> _Elenco attività_:
A. Rispondi a queste domande sull'estratto dedicato ai dazi di Trump, una risposta per riga:
(i) A quanto ammonta all'anno il deficit commerciale che Trump attribuisce all'Unione Europea?
(ii) Secondo Goldman Sachs, di quanto salirebbe l'inflazione americana per ogni punto percentuale di dazi in più sulle merci canadesi e messicane?
(iii) Quale rincaro annuo a famiglia stima la Tax Foundation per i dazi sui tre principali partner commerciali degli Stati Uniti?
B. Prosegui l'estratto sui dazi americani a partire dall'ultima frase riportata.

───── Estratto ─────

Il presidente americano apostrofa come “truffatori” i paesi che vendono agli Stati Uniti più di quanto comprano. In cima alla lista ovviamente l’Unione Europea, che infatti è accusata da Trump di “trattare molto male” gli americani e i loro prodotti causando un deficit commerciale di poco meno di 200 miliardi di dollari all’anno.

  
Trump crede genuinamente che i dazi possano riequilibrare la bilancia commerciale americana, con due conseguenze: incrementare gli introiti fiscali dalle tariffe, finanziando così i nuovi tagli delle tasse sul reddito, e riportare numerose aziende a creare posti di lavoro negli Stati Uniti (che hanno in realtà il problema opposto: non trovano manodopera). Ma in realtà i dazi potrebbero causare non pochi grattacapi all’economia americana.


Prima di tutto i costi dei dazi ricadrebbero anche sui consumatori americani. Quanto dipenderà dalle alternative: le imprese americane importatrici riusciranno trovare altri fornitori, negli Stati Uniti o altrove, che offrano gli stessi prodotti a prezzi competitivi? Se così fosse, l’inflazione negli Stati Uniti non subirebbe alcun impatto. Ma in un’economia tanto integrata come quella del 2025, dazi su paesi come il Messico, il Canada e la Cina – vale a dire i primi tre paesi fornitori degli Usa – difficilmente non vi sarebbero ripercussioni. Secondo Goldman Sachs ogni punto percentuale di dazi in più sulle merci canadesi e messicane comporterebbe un aumento dell’inflazione americana dello 0,1 per cento. Tenendo conto delle esenzioni previste da Trump, l’impatto sarebbe quindi vicino a un punto percentuale di rincari. Sufficienti per fermare, come già avvenuto, la discesa dei tassi di interesse della Federal Reserve. Secondo il think tank indipendente Tax Foundation i dazi sui tre principali partner commerciali degli Stati Uniti causerebbero un rincaro di 830 dollari a famiglia in un anno. Il pensiero mercantilista ha portato Trump a proporre dazi perfino su prodotti con bassa o nulla elasticità di prezzo, come i microchip di Taiwan, o con un mercato internazionale efficiente, come il petrolio. Se dovessero entrare in vigore, non ci sarebbe alcuna possibilità per i consumatori americani se non pagare di più per gli stessi prodotti.

───── Dati grezzi ─────

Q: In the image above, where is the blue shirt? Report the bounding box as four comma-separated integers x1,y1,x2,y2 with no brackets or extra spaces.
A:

─────

> _Soluzioni degli esercizi_:
A.
(i) Poco meno di 200 miliardi di dollari all'anno.
(ii) Dello 0,1 per cento.
(iii) 830 dollari a famiglia in un anno.

B.
Non c’è dubbio che gli Stati Uniti mantengano una posizione commerciale in via di peggioramento. Nonostante l’esplosione dell’export energetico, il deficit commerciale americano si appesantisce sempre più. Neanche i servizi – pensiamo a tutta la tecnologia che acquistiamo dagli Usa – riesce a riequilibrarlo. Ma questo è conseguenza di due fattori che non ci si attende scompariranno con Trump 2.0. Prima di tutto il deficit di bilancio, sopra il sei per cento per il secondo anno consecutivo senza previsioni di miglioramento visti i rinnovati tagli alle tasse promessi da Trump. E in secondo luogo la forza del dollaro, che anzi il presidente vuole preservare impedendo qualsiasi perdita di centralità del biglietto verde, oggi dominante nel mercato valutario. Ma un dollaro forte favorisce le importazioni e sfavorisce le esportazioni, in una paradossale eterogenesi dei fini. Il dollar index si è rafforzato di quasi il 5 per cento dall’elezione di Donald Trump. Il deficit commerciale americano è quindi la diretta conseguenza della forza economica e politica a stelle e strisce, e degli enormi flussi di capitali in arrivo da tutto il mondo grazie al mercato finanziario Usa liquido ed efficiente, che permette a Washington di mantenere un bilancio al di sopra delle proprie possibilità economiche, e lo stesso alle iper-indebitate famiglie statunitensi.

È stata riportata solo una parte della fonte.